Exercise details: Write the next part of the account of the fraudulent email sent in a pastor's name, starting right after its last sentence.

I opened my email this morning to find an urgent plea from one of our Metairie pastors. Immediately, all the bells went off. Something was not right.

The message began: “Hi, how are you doing today? I went on trip to London to attend a program for the support of those living with HIV/AIDS. I am very sorry I didn’t tell you about it til now. I really need your assistance because I’m stranded in London. You won’t believe I forgot my little bag in the taxi where my money, passport, documents, and other valuable things were kept….”

He needed $2500 to “settle my outstanding hotel bills, feed myself, and transport myself to the embassy to recover a temporary traveling paper back home.”

A temporary traveling paper? Was this written by someone unable to express himself? Certainly not by this pastor, the sharpest guy in the city.

I phoned Freddie Arnold and said, “You’re not going to believe this e-mail. Listen to this.” I’d not read two sentences when he said, “Ninfa (one of the secretaries in our office) got one just like it.”

Information shown:
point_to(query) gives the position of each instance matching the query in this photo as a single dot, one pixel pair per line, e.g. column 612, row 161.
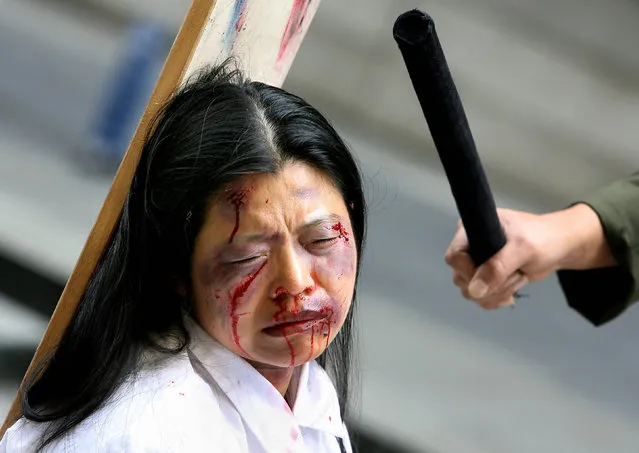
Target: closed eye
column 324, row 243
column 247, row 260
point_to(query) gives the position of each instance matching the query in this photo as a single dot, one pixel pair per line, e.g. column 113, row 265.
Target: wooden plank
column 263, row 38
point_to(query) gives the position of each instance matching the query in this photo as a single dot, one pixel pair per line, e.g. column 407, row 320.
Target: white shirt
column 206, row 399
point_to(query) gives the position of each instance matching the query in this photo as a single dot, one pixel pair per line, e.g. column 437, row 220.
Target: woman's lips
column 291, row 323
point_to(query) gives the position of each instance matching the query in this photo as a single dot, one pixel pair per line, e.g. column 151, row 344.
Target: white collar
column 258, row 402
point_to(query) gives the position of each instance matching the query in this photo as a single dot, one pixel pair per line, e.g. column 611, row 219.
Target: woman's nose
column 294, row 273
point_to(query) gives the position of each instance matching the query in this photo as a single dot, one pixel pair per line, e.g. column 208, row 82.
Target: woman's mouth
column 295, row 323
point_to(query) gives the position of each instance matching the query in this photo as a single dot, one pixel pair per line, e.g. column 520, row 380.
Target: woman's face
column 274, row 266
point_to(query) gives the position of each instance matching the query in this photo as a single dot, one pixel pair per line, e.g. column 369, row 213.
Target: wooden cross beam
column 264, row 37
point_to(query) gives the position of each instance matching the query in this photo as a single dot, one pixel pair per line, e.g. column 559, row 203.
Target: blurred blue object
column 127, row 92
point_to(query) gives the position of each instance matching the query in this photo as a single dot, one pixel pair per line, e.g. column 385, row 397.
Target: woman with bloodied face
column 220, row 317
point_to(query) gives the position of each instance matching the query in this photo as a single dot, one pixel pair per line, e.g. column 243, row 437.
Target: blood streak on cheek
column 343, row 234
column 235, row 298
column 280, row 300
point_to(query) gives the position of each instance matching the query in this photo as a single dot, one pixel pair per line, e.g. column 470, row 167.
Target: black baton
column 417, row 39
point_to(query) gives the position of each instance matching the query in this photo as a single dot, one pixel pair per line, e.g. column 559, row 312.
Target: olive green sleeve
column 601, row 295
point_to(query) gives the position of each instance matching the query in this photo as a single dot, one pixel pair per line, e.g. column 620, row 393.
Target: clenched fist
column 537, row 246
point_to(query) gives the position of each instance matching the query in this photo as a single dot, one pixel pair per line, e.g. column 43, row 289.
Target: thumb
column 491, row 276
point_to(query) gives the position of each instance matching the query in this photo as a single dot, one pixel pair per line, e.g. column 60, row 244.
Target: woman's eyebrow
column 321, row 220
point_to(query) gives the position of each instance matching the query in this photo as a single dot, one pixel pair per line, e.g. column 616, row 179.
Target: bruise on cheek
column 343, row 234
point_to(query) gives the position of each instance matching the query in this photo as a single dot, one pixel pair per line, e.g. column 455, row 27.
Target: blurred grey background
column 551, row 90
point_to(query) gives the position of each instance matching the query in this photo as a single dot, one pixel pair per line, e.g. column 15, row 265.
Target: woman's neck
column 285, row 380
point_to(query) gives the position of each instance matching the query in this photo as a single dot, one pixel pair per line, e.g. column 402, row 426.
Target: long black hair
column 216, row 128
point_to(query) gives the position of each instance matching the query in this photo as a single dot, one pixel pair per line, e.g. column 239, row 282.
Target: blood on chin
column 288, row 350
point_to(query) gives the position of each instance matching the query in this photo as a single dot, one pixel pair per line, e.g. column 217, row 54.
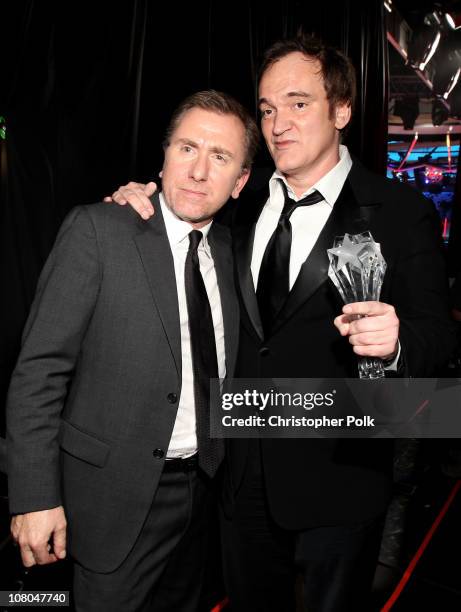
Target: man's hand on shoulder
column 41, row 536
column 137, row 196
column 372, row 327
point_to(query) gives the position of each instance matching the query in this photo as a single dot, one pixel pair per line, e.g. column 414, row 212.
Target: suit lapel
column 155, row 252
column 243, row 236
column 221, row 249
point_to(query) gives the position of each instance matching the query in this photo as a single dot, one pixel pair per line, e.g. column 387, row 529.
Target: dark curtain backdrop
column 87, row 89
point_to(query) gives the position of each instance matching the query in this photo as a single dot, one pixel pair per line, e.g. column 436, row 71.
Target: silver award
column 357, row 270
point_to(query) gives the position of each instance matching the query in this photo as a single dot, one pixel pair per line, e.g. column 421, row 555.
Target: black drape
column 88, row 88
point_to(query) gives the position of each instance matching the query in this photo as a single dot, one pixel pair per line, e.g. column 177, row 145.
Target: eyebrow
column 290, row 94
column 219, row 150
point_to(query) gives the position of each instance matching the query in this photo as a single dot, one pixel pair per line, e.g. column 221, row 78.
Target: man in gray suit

Exercise output:
It was a scam. Someone had stolen the internet address and mailing list from one of our finest and best-loved pastors in our association, and was emailing everyone, asking for money. Send the cash by Western Union, of course.

I heard the other day that with all the trillions of dollars flowing out of Washington into our troubled economy, Congress accepts the fact that a certain percentage will be lost to fraud. Billions of dollars of it, if you can believe that.

I find it so difficult to believe that right now people are sitting in their homes and offices scheming to lay their hands on portions of that cash.

But they are.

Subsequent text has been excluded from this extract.